### INPUT MATERIAL
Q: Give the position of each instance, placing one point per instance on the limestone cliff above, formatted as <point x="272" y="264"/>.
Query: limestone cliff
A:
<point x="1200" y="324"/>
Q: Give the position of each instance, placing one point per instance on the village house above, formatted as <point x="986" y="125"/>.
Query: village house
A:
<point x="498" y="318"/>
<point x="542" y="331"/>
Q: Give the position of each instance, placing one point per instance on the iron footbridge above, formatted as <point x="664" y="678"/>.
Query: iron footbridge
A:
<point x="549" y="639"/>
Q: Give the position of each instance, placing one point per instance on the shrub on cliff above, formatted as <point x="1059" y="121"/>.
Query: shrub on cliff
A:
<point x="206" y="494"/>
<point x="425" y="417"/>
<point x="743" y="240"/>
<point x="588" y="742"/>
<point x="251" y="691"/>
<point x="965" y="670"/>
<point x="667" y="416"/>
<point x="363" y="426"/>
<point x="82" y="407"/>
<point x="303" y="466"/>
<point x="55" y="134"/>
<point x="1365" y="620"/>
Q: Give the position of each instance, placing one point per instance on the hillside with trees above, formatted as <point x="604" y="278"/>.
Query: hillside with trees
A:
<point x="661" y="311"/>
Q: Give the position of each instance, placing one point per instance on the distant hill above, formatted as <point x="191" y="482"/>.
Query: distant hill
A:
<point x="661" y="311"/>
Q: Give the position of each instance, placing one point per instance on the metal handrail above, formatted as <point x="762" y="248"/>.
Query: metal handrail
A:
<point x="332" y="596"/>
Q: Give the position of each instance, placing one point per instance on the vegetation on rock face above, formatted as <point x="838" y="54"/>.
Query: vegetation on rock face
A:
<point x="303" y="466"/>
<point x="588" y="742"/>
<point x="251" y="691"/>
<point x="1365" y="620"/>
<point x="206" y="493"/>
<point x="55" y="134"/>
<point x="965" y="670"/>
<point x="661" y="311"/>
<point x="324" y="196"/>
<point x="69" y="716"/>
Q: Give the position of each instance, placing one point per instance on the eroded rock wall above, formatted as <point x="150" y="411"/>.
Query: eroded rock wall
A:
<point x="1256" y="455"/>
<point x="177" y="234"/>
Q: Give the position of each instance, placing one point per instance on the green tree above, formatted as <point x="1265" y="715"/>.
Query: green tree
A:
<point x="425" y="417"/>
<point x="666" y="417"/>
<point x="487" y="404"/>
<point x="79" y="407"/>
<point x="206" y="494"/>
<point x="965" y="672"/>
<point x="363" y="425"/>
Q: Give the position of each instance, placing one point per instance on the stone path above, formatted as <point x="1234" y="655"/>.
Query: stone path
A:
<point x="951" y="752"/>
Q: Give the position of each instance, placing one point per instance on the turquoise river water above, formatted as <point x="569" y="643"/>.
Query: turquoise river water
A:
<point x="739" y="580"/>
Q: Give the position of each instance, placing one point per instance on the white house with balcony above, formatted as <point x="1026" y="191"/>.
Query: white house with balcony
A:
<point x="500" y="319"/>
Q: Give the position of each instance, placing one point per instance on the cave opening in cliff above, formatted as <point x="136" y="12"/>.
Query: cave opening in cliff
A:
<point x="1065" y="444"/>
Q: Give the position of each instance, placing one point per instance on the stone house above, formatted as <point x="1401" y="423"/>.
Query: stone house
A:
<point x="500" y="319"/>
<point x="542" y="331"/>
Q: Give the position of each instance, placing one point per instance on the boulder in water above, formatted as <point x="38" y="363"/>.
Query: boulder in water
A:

### YOUR GOAL
Convert every line of the records above into a Markdown table with the columns "Row" and "Line," numbering each row and leaving out blank lines.

### RESPONSE
| Row | Line |
|---|---|
| 1 | Q: Give the position of each instance, placing one point per instance on the limestone cliff above, formatted as <point x="272" y="264"/>. |
| 2 | Query: limestone cliff |
| 3 | A: |
| 4 | <point x="1200" y="324"/> |
| 5 | Q: Give the position of each instance, placing one point per instance on the village house above, formatted as <point x="986" y="125"/>. |
| 6 | Query: village house |
| 7 | A: |
| 8 | <point x="498" y="318"/> |
| 9 | <point x="542" y="331"/> |
| 10 | Q: Give the position of each instance, placing one point per instance on the iron footbridge above, formatted as <point x="664" y="678"/>. |
| 11 | Query: iron footbridge |
| 12 | A: |
| 13 | <point x="549" y="639"/> |
| 14 | Q: Give the position of each instance, placing one point per instance on the shrub on cliff above, formatted as <point x="1059" y="121"/>. |
| 15 | Query: shrub on cliff |
| 16 | A: |
| 17 | <point x="206" y="494"/> |
| 18 | <point x="425" y="417"/> |
| 19 | <point x="743" y="240"/> |
| 20 | <point x="588" y="742"/> |
| 21 | <point x="251" y="691"/> |
| 22 | <point x="965" y="670"/> |
| 23 | <point x="667" y="416"/> |
| 24 | <point x="363" y="426"/> |
| 25 | <point x="82" y="407"/> |
| 26 | <point x="303" y="466"/> |
| 27 | <point x="55" y="134"/> |
| 28 | <point x="1365" y="620"/> |
| 29 | Q: Give the position of each instance, placing one point per instance on the hillside with trees above, formatted as <point x="604" y="278"/>. |
| 30 | Query: hillside with trees |
| 31 | A: |
| 32 | <point x="661" y="311"/> |
| 33 | Q: Give the position of each instance, placing one point per instance on the distant hill above, formatted as <point x="191" y="482"/>. |
| 34 | Query: distant hill |
| 35 | A: |
| 36 | <point x="661" y="311"/> |
| 37 | Q: Give the position of each instance, placing one point per instance on the metal handrail above, formatted as <point x="762" y="248"/>. |
| 38 | Query: metal handrail |
| 39 | A: |
| 40 | <point x="332" y="596"/> |
| 41 | Q: Give the position of each instance, placing one point per instance on the vegetation on rock face above, formatted as <point x="838" y="54"/>. |
| 42 | Query: vegetation on rock face |
| 43 | A: |
| 44 | <point x="303" y="466"/> |
| 45 | <point x="588" y="742"/> |
| 46 | <point x="251" y="691"/> |
| 47 | <point x="1365" y="620"/> |
| 48 | <point x="206" y="493"/> |
| 49 | <point x="55" y="134"/> |
| 50 | <point x="965" y="670"/> |
| 51 | <point x="661" y="311"/> |
| 52 | <point x="324" y="196"/> |
| 53 | <point x="69" y="716"/> |
| 54 | Q: Give the position of each instance, placing one point per instance on the eroded rock wall above, formatted as <point x="150" y="411"/>. |
| 55 | Query: eroded rock wall |
| 56 | A: |
| 57 | <point x="1256" y="455"/> |
| 58 | <point x="177" y="234"/> |
| 59 | Q: Give the position of each instance, placing one point per instance on the green tree above, formatted as <point x="1265" y="715"/>. |
| 60 | Query: green tree |
| 61 | A: |
| 62 | <point x="425" y="417"/> |
| 63 | <point x="666" y="417"/> |
| 64 | <point x="487" y="404"/> |
| 65 | <point x="79" y="407"/> |
| 66 | <point x="206" y="494"/> |
| 67 | <point x="965" y="672"/> |
| 68 | <point x="363" y="425"/> |
| 69 | Q: Give the position of each instance, placing one point per instance on the stone path above, formatted as <point x="1234" y="655"/>. |
| 70 | Query: stone path |
| 71 | A: |
| 72 | <point x="951" y="752"/> |
| 73 | Q: Give the position of each instance, placing one point per instance on the turquoise river water above, formatted as <point x="569" y="643"/>. |
| 74 | Query: turquoise river water |
| 75 | A: |
| 76 | <point x="739" y="580"/> |
| 77 | Q: Give the position of each instance, placing one point per instance on the white house with balcony above, formatted as <point x="1026" y="191"/>. |
| 78 | Query: white house with balcony |
| 79 | A: |
| 80 | <point x="500" y="319"/> |
| 81 | Q: Give the position of each instance, placing one point per instance on the cave opening in cliff above, formatted as <point x="136" y="12"/>. |
| 82 | Query: cave opening in cliff |
| 83 | A: |
| 84 | <point x="1065" y="444"/> |
| 85 | Q: Give the position of each instance, placing one point per instance on the stone house above, formatted as <point x="1401" y="423"/>. |
| 86 | Query: stone house |
| 87 | A: |
| 88 | <point x="500" y="319"/> |
| 89 | <point x="542" y="331"/> |
| 90 | Q: Give the position of each instance, placing one point per instance on the boulder in water above, formatted as <point x="38" y="363"/>. |
| 91 | Query: boulder in water |
| 92 | A: |